* **WHAT THIS TASK INVOLVES**:
Arrange the items below as a Markdown table with the columns Row and Entry, covering everything from their first line through the line containing "x=266 y=165". Put one line per row, number the rows, and leave out blank lines.

— Begin DATA SUPPLIED —

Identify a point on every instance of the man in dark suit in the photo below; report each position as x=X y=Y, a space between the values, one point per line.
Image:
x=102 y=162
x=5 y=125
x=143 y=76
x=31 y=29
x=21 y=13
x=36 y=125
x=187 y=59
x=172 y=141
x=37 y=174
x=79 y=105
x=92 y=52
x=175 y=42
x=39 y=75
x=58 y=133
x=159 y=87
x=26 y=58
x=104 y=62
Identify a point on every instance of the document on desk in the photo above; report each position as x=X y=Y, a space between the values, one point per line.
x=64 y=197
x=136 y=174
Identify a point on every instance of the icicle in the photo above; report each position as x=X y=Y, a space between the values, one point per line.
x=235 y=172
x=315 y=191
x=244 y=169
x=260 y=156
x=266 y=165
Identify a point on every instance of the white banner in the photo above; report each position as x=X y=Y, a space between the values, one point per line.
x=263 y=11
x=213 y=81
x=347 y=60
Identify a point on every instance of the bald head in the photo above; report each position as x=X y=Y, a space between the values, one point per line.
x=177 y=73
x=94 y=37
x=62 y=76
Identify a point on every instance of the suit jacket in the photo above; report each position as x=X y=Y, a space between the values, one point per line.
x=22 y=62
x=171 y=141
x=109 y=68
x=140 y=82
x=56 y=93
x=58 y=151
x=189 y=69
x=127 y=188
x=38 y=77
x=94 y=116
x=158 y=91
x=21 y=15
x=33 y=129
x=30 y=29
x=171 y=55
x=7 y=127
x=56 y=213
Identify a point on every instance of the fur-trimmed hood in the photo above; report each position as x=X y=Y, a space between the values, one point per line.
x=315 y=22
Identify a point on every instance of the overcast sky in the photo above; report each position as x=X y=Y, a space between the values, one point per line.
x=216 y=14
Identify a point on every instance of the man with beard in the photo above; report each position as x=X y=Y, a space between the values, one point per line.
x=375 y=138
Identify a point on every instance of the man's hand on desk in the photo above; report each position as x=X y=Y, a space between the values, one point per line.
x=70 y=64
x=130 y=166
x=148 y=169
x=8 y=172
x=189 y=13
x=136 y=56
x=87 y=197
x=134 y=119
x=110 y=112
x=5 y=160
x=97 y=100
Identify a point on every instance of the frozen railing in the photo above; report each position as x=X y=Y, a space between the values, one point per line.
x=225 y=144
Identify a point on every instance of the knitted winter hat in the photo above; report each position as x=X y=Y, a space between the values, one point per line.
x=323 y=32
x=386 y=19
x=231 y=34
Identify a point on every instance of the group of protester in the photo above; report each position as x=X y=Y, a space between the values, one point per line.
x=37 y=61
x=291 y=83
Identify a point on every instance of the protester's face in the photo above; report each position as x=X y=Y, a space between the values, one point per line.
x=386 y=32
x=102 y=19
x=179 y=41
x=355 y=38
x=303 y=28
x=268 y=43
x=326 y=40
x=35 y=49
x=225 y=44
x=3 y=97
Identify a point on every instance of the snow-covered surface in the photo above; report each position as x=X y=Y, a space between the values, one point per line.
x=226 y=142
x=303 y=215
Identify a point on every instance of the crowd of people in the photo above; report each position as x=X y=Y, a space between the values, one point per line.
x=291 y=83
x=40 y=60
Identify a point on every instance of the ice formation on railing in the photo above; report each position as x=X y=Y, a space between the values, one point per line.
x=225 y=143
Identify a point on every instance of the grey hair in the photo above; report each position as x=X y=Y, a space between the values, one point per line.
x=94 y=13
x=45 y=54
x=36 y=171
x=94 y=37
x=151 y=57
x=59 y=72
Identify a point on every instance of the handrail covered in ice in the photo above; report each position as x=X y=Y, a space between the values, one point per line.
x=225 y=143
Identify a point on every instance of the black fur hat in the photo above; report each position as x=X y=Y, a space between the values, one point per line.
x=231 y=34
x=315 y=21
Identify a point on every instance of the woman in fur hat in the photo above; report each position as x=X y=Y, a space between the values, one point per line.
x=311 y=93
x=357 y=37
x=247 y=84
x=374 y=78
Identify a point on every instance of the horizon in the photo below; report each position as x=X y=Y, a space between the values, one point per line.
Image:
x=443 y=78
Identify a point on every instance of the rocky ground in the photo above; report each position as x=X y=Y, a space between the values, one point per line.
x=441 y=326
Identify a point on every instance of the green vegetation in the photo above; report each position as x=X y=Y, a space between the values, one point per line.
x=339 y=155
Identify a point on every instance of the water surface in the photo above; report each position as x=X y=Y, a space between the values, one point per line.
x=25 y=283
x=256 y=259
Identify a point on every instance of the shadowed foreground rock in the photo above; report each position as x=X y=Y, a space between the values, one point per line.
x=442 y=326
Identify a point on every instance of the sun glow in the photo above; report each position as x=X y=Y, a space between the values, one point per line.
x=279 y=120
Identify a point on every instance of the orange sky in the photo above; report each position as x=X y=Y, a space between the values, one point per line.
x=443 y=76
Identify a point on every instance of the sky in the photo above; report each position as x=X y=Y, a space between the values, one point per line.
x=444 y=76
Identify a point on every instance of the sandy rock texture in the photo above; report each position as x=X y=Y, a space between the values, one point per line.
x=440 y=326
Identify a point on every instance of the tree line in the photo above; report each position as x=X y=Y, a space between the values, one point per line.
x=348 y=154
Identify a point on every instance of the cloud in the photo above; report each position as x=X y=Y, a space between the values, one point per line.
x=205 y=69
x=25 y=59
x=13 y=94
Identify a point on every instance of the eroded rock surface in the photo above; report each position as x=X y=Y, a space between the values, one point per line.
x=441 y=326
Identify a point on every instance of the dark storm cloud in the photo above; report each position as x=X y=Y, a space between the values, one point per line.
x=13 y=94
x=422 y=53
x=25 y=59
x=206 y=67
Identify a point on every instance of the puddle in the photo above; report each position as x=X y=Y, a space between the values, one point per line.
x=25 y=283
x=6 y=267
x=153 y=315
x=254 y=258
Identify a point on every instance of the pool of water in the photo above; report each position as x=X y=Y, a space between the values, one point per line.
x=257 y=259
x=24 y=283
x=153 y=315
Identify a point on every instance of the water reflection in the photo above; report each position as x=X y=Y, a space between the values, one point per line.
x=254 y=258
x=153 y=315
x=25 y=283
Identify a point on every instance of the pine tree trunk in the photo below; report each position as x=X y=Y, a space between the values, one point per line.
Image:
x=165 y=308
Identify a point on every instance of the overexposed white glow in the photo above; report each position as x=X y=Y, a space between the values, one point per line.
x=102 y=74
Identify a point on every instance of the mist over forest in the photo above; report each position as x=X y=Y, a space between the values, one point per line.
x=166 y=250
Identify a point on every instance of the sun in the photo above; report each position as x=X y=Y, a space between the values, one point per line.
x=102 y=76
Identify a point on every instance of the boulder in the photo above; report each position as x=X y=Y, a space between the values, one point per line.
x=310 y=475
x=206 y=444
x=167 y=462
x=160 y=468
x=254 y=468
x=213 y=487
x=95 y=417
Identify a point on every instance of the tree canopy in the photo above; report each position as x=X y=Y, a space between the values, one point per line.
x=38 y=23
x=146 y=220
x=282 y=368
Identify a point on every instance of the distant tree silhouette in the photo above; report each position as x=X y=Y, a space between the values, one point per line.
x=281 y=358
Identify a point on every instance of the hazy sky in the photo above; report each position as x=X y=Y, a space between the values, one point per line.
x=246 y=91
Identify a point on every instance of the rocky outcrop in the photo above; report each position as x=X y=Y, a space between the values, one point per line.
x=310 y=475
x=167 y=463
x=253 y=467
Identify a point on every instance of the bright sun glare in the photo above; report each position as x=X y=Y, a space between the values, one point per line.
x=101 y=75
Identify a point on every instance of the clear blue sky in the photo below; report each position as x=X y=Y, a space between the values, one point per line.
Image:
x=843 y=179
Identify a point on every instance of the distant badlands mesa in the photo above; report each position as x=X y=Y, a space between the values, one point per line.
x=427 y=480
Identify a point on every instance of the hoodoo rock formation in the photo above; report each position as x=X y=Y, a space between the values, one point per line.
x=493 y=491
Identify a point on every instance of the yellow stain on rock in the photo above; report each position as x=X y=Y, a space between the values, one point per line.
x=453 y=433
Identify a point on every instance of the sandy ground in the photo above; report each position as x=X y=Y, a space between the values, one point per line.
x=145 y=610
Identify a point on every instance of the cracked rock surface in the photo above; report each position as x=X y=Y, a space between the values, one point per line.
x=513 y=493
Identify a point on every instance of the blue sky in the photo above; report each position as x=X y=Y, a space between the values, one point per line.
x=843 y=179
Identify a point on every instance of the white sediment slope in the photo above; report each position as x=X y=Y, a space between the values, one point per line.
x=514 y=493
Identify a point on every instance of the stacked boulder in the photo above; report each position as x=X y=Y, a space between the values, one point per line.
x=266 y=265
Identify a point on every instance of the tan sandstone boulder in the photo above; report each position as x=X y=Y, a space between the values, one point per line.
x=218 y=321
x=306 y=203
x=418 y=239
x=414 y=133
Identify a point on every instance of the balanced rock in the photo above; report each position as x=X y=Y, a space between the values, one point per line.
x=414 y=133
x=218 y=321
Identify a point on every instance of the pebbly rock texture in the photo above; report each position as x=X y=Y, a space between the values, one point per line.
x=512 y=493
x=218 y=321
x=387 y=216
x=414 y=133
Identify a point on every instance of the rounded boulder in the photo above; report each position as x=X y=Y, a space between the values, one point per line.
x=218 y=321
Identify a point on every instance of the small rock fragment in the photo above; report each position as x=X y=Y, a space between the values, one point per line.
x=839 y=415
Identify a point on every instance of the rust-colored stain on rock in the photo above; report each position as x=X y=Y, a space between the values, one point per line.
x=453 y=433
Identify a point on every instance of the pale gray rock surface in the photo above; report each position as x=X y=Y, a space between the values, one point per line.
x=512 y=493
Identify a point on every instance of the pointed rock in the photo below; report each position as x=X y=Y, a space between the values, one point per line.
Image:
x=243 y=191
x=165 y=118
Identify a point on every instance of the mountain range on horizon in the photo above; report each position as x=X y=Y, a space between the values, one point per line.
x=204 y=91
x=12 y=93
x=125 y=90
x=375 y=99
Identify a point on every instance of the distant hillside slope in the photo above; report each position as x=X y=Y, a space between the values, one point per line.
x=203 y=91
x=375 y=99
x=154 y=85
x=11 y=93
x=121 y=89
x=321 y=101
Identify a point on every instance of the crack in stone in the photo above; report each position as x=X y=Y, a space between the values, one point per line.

— End DATA SUPPLIED —

* **COMPLETE RESPONSE**:
| Row | Entry |
|---|---|
| 1 | Identify a point on every instance of the man in dark suit in the photo below; report each position as x=X y=Y, a space between the values, one point per line. |
| 2 | Image: |
| 3 | x=102 y=162 |
| 4 | x=5 y=125 |
| 5 | x=143 y=76 |
| 6 | x=31 y=29 |
| 7 | x=21 y=13 |
| 8 | x=36 y=125 |
| 9 | x=187 y=59 |
| 10 | x=172 y=141 |
| 11 | x=37 y=174 |
| 12 | x=79 y=105 |
| 13 | x=92 y=52 |
| 14 | x=175 y=42 |
| 15 | x=39 y=75 |
| 16 | x=58 y=133 |
| 17 | x=159 y=87 |
| 18 | x=26 y=58 |
| 19 | x=104 y=62 |
| 20 | Identify a point on every instance of the document on desk in the photo above; report each position as x=X y=Y, a space between the values, one point per line. |
| 21 | x=64 y=197 |
| 22 | x=136 y=174 |
| 23 | Identify a point on every instance of the icicle in the photo above; report each position as x=X y=Y, a space between the values, one point per line. |
| 24 | x=235 y=172 |
| 25 | x=315 y=191 |
| 26 | x=244 y=169 |
| 27 | x=260 y=156 |
| 28 | x=266 y=165 |